Problem to solve
Format the data from the line containing "35L191 38L203 39L197" through the line containing "positive clicks: (190, 25)", both inclusive, as a Markdown table with the columns "Row" and "Line", omitting any blank lines.

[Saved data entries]
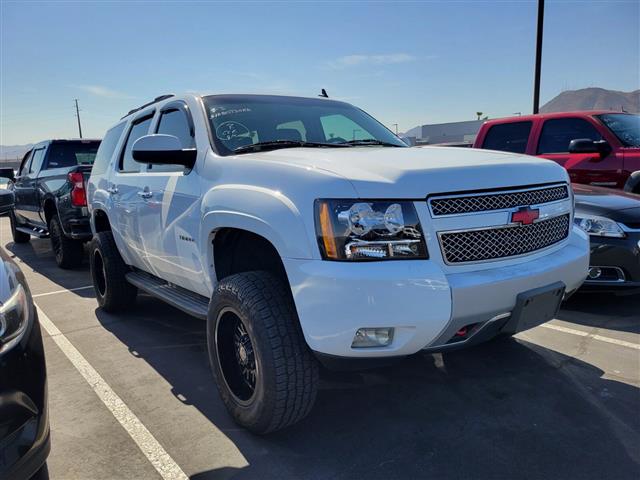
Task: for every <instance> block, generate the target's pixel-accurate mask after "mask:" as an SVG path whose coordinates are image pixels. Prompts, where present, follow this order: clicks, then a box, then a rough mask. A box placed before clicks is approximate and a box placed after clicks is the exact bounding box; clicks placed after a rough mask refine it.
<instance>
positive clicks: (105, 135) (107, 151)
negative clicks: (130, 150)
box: [91, 123, 126, 175]
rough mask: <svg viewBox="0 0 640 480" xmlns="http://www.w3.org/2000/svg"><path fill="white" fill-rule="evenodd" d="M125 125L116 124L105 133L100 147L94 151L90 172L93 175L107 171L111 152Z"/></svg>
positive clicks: (115, 144) (120, 134)
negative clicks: (114, 125) (90, 171)
mask: <svg viewBox="0 0 640 480" xmlns="http://www.w3.org/2000/svg"><path fill="white" fill-rule="evenodd" d="M125 125H126V123H121V124H120V125H116V126H115V127H113V128H112V129H111V130H109V131H108V132H107V133H106V134H105V136H104V138H103V139H102V143H101V144H100V148H98V152H97V153H96V159H95V160H94V162H93V170H92V172H91V173H92V174H93V175H102V174H103V173H105V172H106V171H107V167H108V166H109V162H110V161H111V157H112V156H113V152H114V151H115V149H116V147H117V146H118V142H119V141H120V137H121V136H122V132H123V131H124V127H125Z"/></svg>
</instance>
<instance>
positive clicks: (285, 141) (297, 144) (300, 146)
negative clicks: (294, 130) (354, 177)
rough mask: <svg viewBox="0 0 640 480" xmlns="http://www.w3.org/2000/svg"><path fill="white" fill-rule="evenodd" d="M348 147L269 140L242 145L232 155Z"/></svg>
mask: <svg viewBox="0 0 640 480" xmlns="http://www.w3.org/2000/svg"><path fill="white" fill-rule="evenodd" d="M348 146H349V145H345V144H341V143H321V142H305V141H304V140H271V141H268V142H258V143H252V144H251V145H243V146H241V147H238V148H236V149H235V150H234V151H233V152H234V153H246V152H260V151H262V150H276V149H278V148H296V147H308V148H328V147H348Z"/></svg>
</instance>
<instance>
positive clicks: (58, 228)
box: [49, 214, 84, 269]
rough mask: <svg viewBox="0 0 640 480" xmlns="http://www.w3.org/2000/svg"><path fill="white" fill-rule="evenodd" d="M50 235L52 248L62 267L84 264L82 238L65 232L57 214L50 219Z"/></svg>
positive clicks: (57, 260) (82, 243) (70, 266)
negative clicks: (70, 235)
mask: <svg viewBox="0 0 640 480" xmlns="http://www.w3.org/2000/svg"><path fill="white" fill-rule="evenodd" d="M49 236H50V237H51V249H52V250H53V254H54V255H55V258H56V263H57V264H58V266H59V267H60V268H64V269H69V268H77V267H79V266H80V265H82V260H83V258H84V244H83V243H82V242H81V241H80V240H75V239H73V238H69V237H67V236H66V235H65V234H64V231H63V230H62V225H60V220H58V216H57V215H56V214H54V215H53V217H51V220H49Z"/></svg>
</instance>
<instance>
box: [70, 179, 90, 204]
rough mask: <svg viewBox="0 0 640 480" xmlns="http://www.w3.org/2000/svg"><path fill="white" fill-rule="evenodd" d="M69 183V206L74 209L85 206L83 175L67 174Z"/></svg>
mask: <svg viewBox="0 0 640 480" xmlns="http://www.w3.org/2000/svg"><path fill="white" fill-rule="evenodd" d="M69 181H70V182H71V185H72V187H71V205H73V206H74V207H86V206H87V191H86V190H85V188H84V175H82V173H80V172H72V173H70V174H69Z"/></svg>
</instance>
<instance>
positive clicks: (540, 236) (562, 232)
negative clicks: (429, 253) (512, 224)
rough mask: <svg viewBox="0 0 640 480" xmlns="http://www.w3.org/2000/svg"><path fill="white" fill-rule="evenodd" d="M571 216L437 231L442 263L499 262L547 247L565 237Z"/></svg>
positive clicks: (564, 237)
mask: <svg viewBox="0 0 640 480" xmlns="http://www.w3.org/2000/svg"><path fill="white" fill-rule="evenodd" d="M570 227H571V214H570V213H566V214H563V215H559V216H556V217H551V218H547V219H544V220H540V221H537V222H535V223H532V224H531V225H505V226H498V227H483V228H477V229H471V230H456V231H448V232H438V239H439V241H440V248H441V250H442V256H443V258H444V261H445V263H447V264H449V265H451V264H455V265H459V264H462V263H469V262H483V261H490V260H499V259H504V258H509V257H517V256H520V255H525V254H528V253H531V252H534V251H537V250H542V249H544V248H547V247H550V246H551V245H554V244H556V243H558V242H560V241H562V240H564V239H565V238H567V237H568V236H569V231H570Z"/></svg>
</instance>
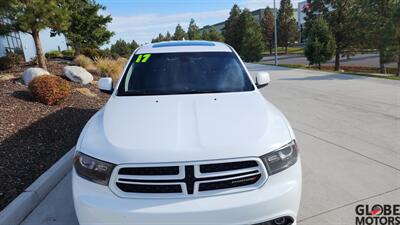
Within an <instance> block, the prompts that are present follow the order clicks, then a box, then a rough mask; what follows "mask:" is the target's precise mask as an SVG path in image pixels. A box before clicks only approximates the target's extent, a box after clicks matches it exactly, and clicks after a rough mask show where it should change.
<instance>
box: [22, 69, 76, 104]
mask: <svg viewBox="0 0 400 225" xmlns="http://www.w3.org/2000/svg"><path fill="white" fill-rule="evenodd" d="M28 87H29V90H30V91H31V93H32V94H33V96H35V98H36V99H37V100H38V101H39V102H42V103H44V104H46V105H55V104H58V103H60V102H61V101H62V100H64V99H65V98H67V97H68V96H69V95H70V94H71V84H70V83H69V82H68V81H66V80H64V79H62V78H60V77H57V76H53V75H42V76H39V77H36V78H34V79H33V80H32V81H31V82H30V83H29V86H28Z"/></svg>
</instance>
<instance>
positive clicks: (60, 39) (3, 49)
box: [0, 29, 67, 62]
mask: <svg viewBox="0 0 400 225" xmlns="http://www.w3.org/2000/svg"><path fill="white" fill-rule="evenodd" d="M40 41H41V43H42V48H43V52H44V53H46V52H49V51H54V50H58V51H63V50H66V49H67V42H66V39H65V37H64V35H56V36H54V37H51V36H50V29H45V30H42V31H41V32H40ZM16 51H22V52H23V54H24V58H25V61H26V62H29V61H31V60H32V59H33V58H34V57H35V56H36V48H35V42H34V41H33V38H32V36H31V35H30V34H27V33H22V32H11V33H9V34H8V35H4V36H0V57H3V56H5V55H6V54H7V52H16Z"/></svg>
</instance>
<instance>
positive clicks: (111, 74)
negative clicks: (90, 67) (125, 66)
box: [96, 58, 127, 81]
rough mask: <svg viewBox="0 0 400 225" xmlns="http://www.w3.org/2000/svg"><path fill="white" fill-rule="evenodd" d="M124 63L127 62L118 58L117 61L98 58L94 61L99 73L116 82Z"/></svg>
mask: <svg viewBox="0 0 400 225" xmlns="http://www.w3.org/2000/svg"><path fill="white" fill-rule="evenodd" d="M126 62H127V60H126V59H124V58H119V59H117V60H113V59H110V58H98V59H96V67H97V68H98V69H99V70H100V72H101V73H103V74H105V75H106V76H110V77H112V78H113V80H114V81H116V80H118V78H119V76H120V75H121V73H122V70H123V69H124V66H125V64H126Z"/></svg>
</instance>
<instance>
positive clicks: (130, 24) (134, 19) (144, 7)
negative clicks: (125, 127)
mask: <svg viewBox="0 0 400 225" xmlns="http://www.w3.org/2000/svg"><path fill="white" fill-rule="evenodd" d="M300 1H301V0H292V1H291V2H292V4H293V8H297V3H298V2H300ZM97 2H98V3H100V4H102V5H104V6H106V10H105V11H103V12H101V13H102V14H104V15H111V16H112V18H113V21H112V23H111V24H109V26H108V28H109V29H110V30H111V31H114V32H115V35H114V36H113V37H112V38H111V40H110V43H109V44H107V45H105V47H108V46H109V45H110V44H112V43H115V41H116V40H118V39H123V40H125V41H128V42H131V41H132V40H135V41H136V42H137V43H139V44H145V43H150V42H151V39H152V38H154V37H156V36H158V34H159V33H162V34H165V33H166V32H167V31H169V32H170V33H171V34H173V33H174V31H175V27H176V25H177V24H178V23H179V24H181V25H182V26H183V27H184V29H185V30H186V29H187V27H188V25H189V21H190V19H191V18H193V19H194V20H195V21H196V24H197V25H198V26H199V27H200V28H201V27H203V26H205V25H212V24H215V23H219V22H222V21H224V20H226V19H227V18H228V16H229V11H230V9H231V8H232V6H233V5H234V4H238V5H239V7H240V8H242V9H243V8H249V9H250V10H256V9H260V8H265V7H266V6H267V5H268V6H270V7H273V0H97ZM279 2H280V1H279V0H276V4H277V7H279Z"/></svg>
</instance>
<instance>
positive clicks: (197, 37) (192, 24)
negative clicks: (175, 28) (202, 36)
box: [187, 19, 201, 40]
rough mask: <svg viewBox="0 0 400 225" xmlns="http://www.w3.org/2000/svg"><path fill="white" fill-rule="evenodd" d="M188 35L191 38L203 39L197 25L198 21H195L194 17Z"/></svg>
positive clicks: (190, 25)
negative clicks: (196, 24) (201, 36)
mask: <svg viewBox="0 0 400 225" xmlns="http://www.w3.org/2000/svg"><path fill="white" fill-rule="evenodd" d="M187 36H188V38H189V40H200V39H201V35H200V31H199V27H198V26H197V25H196V22H195V21H194V19H191V20H190V23H189V28H188V32H187Z"/></svg>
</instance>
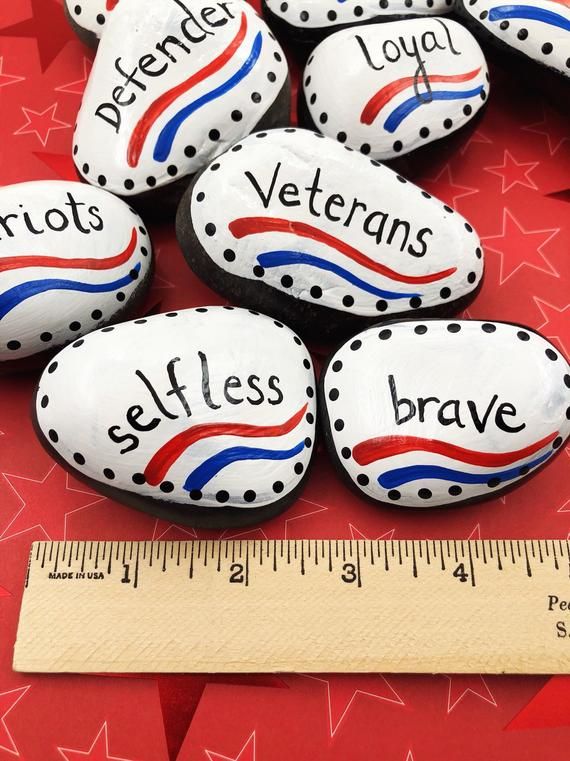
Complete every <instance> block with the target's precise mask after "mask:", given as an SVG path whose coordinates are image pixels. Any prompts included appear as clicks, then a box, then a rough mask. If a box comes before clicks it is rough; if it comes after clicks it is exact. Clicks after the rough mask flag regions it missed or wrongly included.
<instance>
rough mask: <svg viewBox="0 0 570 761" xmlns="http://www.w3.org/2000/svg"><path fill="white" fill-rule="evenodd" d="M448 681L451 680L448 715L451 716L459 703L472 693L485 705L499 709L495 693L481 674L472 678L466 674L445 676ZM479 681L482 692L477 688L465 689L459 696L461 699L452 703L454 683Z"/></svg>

Solution to this task
| Row | Line |
|---|---|
| 1 | rough mask: <svg viewBox="0 0 400 225" xmlns="http://www.w3.org/2000/svg"><path fill="white" fill-rule="evenodd" d="M188 35L191 38L203 39L197 25L198 21H195L194 17Z"/></svg> |
| 2 | positive clicks: (190, 25) |